- Fragment strony:
Marcin B. Brixen Marcin B. Brixen
1153
BLOG

Homopolonez

Marcin B. Brixen Marcin B. Brixen Polityka Obserwuj notkę 3

Chyba tylko stanowi ducha pana dyrektora należy przypisać to, że zakończenie roku zamieniło się w awanturę i katastrofę. Trudno się jednak dziwić, pan dyrektor był przybity i załamany. Dostał bowiem jednego dnia aż dwie informacje, które same w sobie nie niosły żadnego zagrożenia. Połączone jednak razem...
Pani pedagog i pani wicedyrektor weszły jednocześnie do gabinetu pana dyrektora. Pan dyrektor, nucąc coś radośnie wyszywał właśnie ozdobną chustę z frędzlami i napisem "Żegnaj trzecia a gimnazjum".
- Pani pierwsza - szepnęła pani wicedyrektor.
- Eee... Panie dyrektorze, można? No, bo jest taka informacja z kuratorium... Że mamy podnieść szlabany na bramkach...
- Jakich bramkach? - zaniepokoił się pan dyrektor.
- Takich mentalnych, stanowiących przeszkodę dla awansu do następnej klasy.
- Innymi słowy, mamy umożliwić uczniom swobodną migrację poziom wyżej – powiedział z zadowoleniem pan dyrektor. - Oczywiście. Bardzo chętnie. A tym którzy osiągnęli już najwyższy poziom umożliwimy jak najszybsze opuszczenie murów naszej szkoły. O tak...

- Polecenia:
• A. Streść krócej akapit z fragmentu strony zaczynający się od słów „Chyba tylko stanowi ducha”, zachowując jego główne fakty.
• B. Co wyszywał pan dyrektor we fragmencie strony, gdy panie weszły do jego gabinetu?
• C. Przytocz ponownie fragment strony od „Pani pedagog i” do „szepnęła pani wicedyrektor.”, zmieniając określenie „pani wicedyrektor” na „pani sekretarka”.

- Wyodrębnione wiersze:
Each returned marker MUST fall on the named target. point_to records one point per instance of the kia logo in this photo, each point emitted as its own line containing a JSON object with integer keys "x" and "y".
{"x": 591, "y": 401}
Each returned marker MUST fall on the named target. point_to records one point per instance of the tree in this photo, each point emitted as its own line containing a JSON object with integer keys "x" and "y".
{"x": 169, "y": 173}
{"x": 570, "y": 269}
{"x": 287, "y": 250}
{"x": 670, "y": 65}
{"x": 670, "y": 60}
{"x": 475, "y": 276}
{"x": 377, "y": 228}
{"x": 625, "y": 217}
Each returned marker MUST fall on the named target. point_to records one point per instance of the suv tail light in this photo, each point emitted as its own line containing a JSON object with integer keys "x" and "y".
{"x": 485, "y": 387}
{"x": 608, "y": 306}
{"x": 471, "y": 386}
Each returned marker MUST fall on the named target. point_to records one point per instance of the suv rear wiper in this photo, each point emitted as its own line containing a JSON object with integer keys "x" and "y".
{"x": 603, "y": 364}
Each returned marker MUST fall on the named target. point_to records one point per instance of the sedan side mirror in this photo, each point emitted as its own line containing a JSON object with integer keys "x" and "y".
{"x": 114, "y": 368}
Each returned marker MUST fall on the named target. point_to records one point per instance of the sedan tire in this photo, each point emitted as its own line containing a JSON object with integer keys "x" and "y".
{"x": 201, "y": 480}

- Odpowiedzi do zadań:
• A. Zakończenie roku zamieniło się w awanturę i katastrofę, co można przypisać stanowi ducha przybitego i załamanego pana dyrektora. Jednego dnia dostał on dwie informacje, które same w sobie nie niosły zagrożenia, ale połączone razem…

• B. Ozdobną chustę z frędzlami i napisem „Żegnaj trzecia a gimnazjum”.

• C.
Pani pedagog i pani sekretarka weszły jednocześnie do gabinetu pana dyrektora. Pan dyrektor, nucąc coś radośnie wyszywał właśnie ozdobną chustę z frędzlami i napisem "Żegnaj trzecia a gimnazjum".
- Pani pierwsza - szepnęła pani sekretarka.